> **Try it**
After finding the line with "the pea pod" in the entries below, retype exactly each line from there through the line with "column 25, row 246", including that final line.

> **Records for the exercise**
*** Block opens ***

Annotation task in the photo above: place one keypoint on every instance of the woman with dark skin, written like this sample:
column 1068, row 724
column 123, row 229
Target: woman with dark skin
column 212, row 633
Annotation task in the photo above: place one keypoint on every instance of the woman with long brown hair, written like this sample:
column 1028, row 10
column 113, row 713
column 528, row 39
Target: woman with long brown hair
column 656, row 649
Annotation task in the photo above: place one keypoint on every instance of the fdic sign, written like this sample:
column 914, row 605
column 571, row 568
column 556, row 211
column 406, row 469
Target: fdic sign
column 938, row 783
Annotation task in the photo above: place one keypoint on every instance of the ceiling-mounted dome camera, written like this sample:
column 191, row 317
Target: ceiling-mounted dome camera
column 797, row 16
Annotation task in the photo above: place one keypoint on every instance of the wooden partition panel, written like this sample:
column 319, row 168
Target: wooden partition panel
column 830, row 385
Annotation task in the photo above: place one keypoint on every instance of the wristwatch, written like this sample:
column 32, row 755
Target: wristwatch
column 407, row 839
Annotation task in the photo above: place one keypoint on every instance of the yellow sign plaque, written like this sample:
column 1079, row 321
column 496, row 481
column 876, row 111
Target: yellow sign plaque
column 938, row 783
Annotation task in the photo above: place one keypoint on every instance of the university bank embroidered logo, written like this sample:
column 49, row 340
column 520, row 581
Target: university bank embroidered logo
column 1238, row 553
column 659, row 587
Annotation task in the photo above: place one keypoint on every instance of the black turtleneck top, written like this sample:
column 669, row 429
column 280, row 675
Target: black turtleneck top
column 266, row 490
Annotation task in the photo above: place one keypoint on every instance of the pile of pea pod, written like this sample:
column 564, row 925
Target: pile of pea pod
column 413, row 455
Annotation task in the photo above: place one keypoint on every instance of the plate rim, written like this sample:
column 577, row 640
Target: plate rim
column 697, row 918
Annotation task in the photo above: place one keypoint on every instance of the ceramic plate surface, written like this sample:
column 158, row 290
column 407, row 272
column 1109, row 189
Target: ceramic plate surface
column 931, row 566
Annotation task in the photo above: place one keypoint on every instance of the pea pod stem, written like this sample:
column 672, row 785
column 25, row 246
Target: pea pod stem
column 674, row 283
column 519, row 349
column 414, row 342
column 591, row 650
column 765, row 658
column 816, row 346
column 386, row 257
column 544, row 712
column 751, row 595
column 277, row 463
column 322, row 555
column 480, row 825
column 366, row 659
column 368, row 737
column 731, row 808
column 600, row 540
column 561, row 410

*** Block closes ***

> **Task result**
Annotation task in the photo above: place one keypoint on every instance of the pea pod stem, written like this sample:
column 672, row 785
column 25, row 246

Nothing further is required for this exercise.